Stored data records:
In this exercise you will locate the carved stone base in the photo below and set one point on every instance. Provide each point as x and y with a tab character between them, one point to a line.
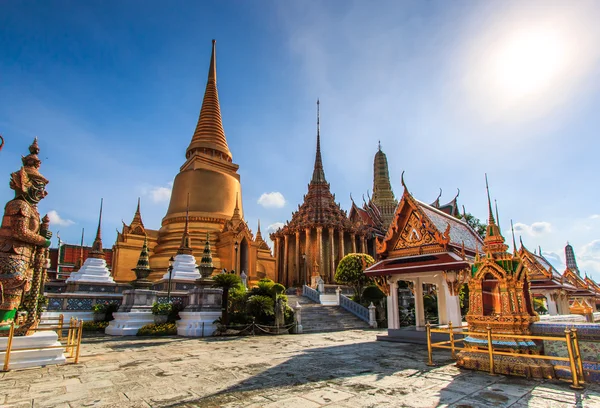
508	365
197	324
128	323
33	358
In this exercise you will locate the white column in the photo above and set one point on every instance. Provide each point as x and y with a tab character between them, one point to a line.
419	307
392	305
552	306
451	307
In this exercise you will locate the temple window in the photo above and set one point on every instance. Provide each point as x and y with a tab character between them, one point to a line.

Written task:
Render every line of the records above as a Markdown table with the columns "No." and "Line," numbering the rows in order and omitting blank lines. Leave the pictures out of the answer.

Solution to this problem:
| No. | Line |
|---|---|
| 1 | In this exercise you will locate the carved stone base in the photo below and set one point on every instance. Provide each point as x and y with a tab character between them, one point to a line. |
| 2 | 508	365 |
| 3 | 197	324 |
| 4 | 128	323 |
| 5 | 33	358 |
| 6 | In this exercise you will locate the white column in the photo above and set one point on every instance. Provide each point as x and y with a tab character between them, one point to a line. |
| 7 | 419	307 |
| 8 | 392	305 |
| 9 | 552	306 |
| 10 | 451	307 |
| 11 | In this exercise you will locate the temple window in the photo above and set one point on every instance. Provide each point as x and y with a tab character between them, one point to a line. |